Your task
Although the entries hold pictures, only their words are printed back, exactly as given.

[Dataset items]
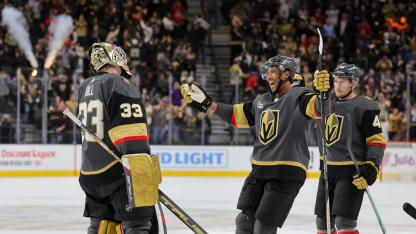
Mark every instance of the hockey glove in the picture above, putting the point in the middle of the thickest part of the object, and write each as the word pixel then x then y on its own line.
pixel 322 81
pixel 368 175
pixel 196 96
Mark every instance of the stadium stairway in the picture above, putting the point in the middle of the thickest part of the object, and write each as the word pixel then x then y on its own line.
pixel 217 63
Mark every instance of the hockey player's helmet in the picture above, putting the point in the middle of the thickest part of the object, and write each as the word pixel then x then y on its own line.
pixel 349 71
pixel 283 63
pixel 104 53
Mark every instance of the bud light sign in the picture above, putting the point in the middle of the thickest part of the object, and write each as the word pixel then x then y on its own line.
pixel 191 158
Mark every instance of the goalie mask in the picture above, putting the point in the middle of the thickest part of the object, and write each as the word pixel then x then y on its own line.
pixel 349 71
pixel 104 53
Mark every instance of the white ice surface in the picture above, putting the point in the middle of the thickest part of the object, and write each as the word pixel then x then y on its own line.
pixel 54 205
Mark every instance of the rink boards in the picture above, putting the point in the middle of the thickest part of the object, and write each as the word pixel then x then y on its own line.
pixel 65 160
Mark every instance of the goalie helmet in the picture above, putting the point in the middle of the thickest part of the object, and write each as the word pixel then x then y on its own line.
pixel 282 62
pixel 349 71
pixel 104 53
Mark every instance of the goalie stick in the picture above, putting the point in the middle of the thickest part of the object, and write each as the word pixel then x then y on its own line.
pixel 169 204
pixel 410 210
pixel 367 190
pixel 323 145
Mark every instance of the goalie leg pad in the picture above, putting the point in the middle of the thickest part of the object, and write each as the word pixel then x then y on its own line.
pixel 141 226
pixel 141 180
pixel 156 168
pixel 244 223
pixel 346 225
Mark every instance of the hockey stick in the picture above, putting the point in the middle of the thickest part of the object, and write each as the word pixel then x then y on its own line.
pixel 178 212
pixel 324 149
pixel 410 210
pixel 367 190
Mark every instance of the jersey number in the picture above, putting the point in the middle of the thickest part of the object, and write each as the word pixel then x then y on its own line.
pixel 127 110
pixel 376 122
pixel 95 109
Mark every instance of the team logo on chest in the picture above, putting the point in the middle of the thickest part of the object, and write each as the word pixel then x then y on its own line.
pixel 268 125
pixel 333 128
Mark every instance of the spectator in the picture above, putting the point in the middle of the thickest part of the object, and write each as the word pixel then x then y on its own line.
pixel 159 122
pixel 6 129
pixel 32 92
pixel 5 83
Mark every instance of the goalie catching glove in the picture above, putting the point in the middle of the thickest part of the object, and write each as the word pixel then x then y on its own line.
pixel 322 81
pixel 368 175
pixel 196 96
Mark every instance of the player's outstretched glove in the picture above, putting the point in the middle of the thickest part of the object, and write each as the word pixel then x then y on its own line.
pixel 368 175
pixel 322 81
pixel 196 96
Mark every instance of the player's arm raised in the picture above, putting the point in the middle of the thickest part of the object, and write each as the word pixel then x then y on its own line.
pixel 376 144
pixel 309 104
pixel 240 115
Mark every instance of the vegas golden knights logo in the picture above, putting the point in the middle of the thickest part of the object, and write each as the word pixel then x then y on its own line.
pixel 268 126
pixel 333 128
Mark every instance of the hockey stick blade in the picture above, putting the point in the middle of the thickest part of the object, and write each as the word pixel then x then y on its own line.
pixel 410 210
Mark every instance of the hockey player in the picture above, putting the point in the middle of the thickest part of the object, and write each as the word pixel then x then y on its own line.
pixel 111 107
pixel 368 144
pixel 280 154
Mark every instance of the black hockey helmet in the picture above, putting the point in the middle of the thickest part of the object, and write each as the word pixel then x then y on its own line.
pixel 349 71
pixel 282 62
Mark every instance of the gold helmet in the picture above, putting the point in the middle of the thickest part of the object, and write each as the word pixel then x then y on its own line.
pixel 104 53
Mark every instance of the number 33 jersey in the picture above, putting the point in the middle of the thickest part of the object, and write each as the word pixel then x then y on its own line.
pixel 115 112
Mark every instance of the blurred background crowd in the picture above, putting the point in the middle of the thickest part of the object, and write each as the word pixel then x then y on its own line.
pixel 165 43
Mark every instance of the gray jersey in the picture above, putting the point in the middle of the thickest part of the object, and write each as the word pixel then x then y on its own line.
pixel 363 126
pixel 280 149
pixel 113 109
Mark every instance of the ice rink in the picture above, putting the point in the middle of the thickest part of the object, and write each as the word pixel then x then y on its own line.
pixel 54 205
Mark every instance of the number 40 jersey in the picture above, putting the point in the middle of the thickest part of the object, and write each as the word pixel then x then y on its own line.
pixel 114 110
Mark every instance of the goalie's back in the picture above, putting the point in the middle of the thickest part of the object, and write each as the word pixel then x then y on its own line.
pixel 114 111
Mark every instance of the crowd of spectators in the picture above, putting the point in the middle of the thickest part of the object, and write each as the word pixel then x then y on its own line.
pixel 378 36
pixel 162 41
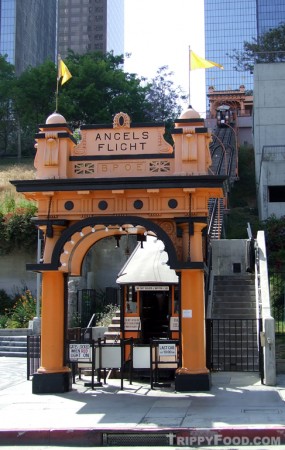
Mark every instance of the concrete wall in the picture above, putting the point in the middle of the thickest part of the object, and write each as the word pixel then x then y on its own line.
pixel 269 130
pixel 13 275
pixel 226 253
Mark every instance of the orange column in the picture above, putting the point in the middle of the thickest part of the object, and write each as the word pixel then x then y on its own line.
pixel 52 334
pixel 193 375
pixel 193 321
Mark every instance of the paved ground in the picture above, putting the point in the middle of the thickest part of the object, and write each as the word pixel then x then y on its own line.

Task answer
Mark every instance of the hockey glove in the picture above, putting the point in the middle of the thickest part of the object, and write each as the word pixel then x then y on its own line.
pixel 322 81
pixel 368 175
pixel 196 96
Mark every instance of the stadium stairway in the picture above, putting the point in the middle of the thickest part of the object, and write each as the word pixel then x then y on its own line.
pixel 217 63
Mark every instance of the hockey player's helmet in the picture above, putting the point in the middle of the thickest part of the object, and write each as the word pixel then x then y on its own line.
pixel 349 71
pixel 283 63
pixel 104 53
Mark every instance of the bud light sign in the picture above, putting the point in the middle of the thickest part of the object, and write each as the word pixel then x then y on its own line.
pixel 191 158
Mark every instance of the goalie mask in the picture above, putting the point in the middle of the thickest part of the object, and write each as the word pixel then x then y on its own line.
pixel 349 71
pixel 104 53
Mark every instance of the white ice surface in the picture above, putting the point in the middle of the thickest part of the object, and write each as the word pixel then x then y on its own line.
pixel 54 205
Mark every instance of the rink boards in the picture above, putting the point in the middle of the thickest part of the object, and write each as the word pixel then x then y on its own line.
pixel 65 160
Mark every instance of the goalie helmet in the picture above, putting the point in the middle of the thickest part of the object, and write each as the word pixel then x then y on its own line.
pixel 282 62
pixel 349 71
pixel 104 53
Mark every instance of the goalie stick in the picture above, putting the point in the middle of the thickest part of the object, and write each as the word pixel then x then y on its own line.
pixel 169 204
pixel 410 210
pixel 367 190
pixel 323 145
Mark every instance of the goalie leg pad in the picture above, putting the point in the middle of the thickest part of the object, and write each as the word pixel then x then y on its own line.
pixel 141 226
pixel 141 180
pixel 156 168
pixel 244 223
pixel 346 225
Mark every instance of the hockey stick in the picture above, putting the point in the middle of the thickest part of the object, and write each as the word pixel then x then y on its own line.
pixel 178 212
pixel 324 149
pixel 410 210
pixel 367 190
Mark every instance of the jersey number in the picture above, putting the point in the middle of the thickest part of the object, and write each as the word pixel then x then y on its own line.
pixel 127 110
pixel 376 122
pixel 95 109
Mark every instance of the team logo on chest in the picture above, putting the point in the middle of the thickest part of the object, and write each as the word pixel then x then y on its own line.
pixel 268 125
pixel 333 128
Mark every instance of the spectator in the picture above, putting the point in the middle of the thickest part of the object, and write each as the word pixel then x then y on its own line.
pixel 159 122
pixel 6 129
pixel 32 92
pixel 5 83
Mark every instance of the goalie catching glove in the picture above, putting the point in the middle of the thickest part of the object, and write each as the word pixel then x then y on its own line.
pixel 322 81
pixel 368 175
pixel 196 96
Mark every instance of the player's outstretched glove in the picture above, putting the point in the middle of the thickest part of the object, and write each as the word pixel then x then y on its own line.
pixel 368 175
pixel 322 81
pixel 196 96
Mark every instance of the player's arm raised in the picture above, putting the point in the middle of the thickest part of the object, and write each as the word pixel then x then y on its own line.
pixel 376 144
pixel 309 104
pixel 240 115
Mark every instance of the vegas golden knights logo in the picture above, putting the point in the middle of the thickest part of the object, and write each as the word pixel then x then y on its own line.
pixel 268 126
pixel 333 128
Mark every instance of the hockey stick blade in the picture above, putting the point in the middle of the thickest part of the object, and write each as the word pixel then x then y on its own line.
pixel 410 210
Mark every instance of the hockey player in the picture above, putting the point in the middle of the thickest part of the object, and write each as the word pixel then x then y on its own line.
pixel 111 107
pixel 368 144
pixel 280 154
Mark every instance of the black hockey helmet in the picture above, putting the point in the middle of the thickest part of the object, and write each as the word pixel then x then y on its own line.
pixel 349 71
pixel 282 62
Mark every instance of the gold helmet in the picture above, putting the point in the middle of the thickest part of the object, and write each as the word pixel then x then y on its own line.
pixel 104 53
Mark every instance of the number 33 jersey in the picture above, putting the point in the middle of the thickest part of the object, and write each as the word pixel then x then y on its own line.
pixel 115 112
Mark every instance of the blurred background crowd in the picture above, putting the point in the middle of the thickest part of the object, and write each as the word pixel then x then y on its own line.
pixel 165 43
Mark every instance of the gray jersey in the picture above, putting the point in the middle of the thickest part of the object, and write each as the word pixel then x then y on its own line.
pixel 363 126
pixel 280 149
pixel 113 109
Mark every instance of the ice rink in the picture above, putting the point in the middle of the thickest part of the object, and write each as the word pixel then x then y on its own line.
pixel 54 205
Mark every instance of the number 40 jersey in the picture above, putting the point in the middle of the thickest part of the object, and write each as the word pixel then x then y on its own line.
pixel 114 110
Mark every instance of the goalie's back in the picture above, putting the point in the middle of the thickest part of the object, and write each as the word pixel then x then y on its own line.
pixel 114 111
Mark every instance of the crowd of spectators in the picture above, putting the point in the middle of the thickest part of the object, and write each as the word pixel then x then y on its own line.
pixel 378 36
pixel 162 41
Mark every instance of the concrete wall in the picture above, putting the point in the middle of the thickest part of the object, and write each as the word pixel then x then y on its own line.
pixel 269 130
pixel 13 275
pixel 226 253
Mark every instance of the orange column in the picture above, putting the point in the middle of the thickest part of the object, and write each as the word pixel then x then y on its own line.
pixel 52 334
pixel 193 375
pixel 193 321
Mark every instance of the paved ground in the picture above, putting the point in the middle of the thickest part of the object, and write each as the word pixel then x then y on its own line.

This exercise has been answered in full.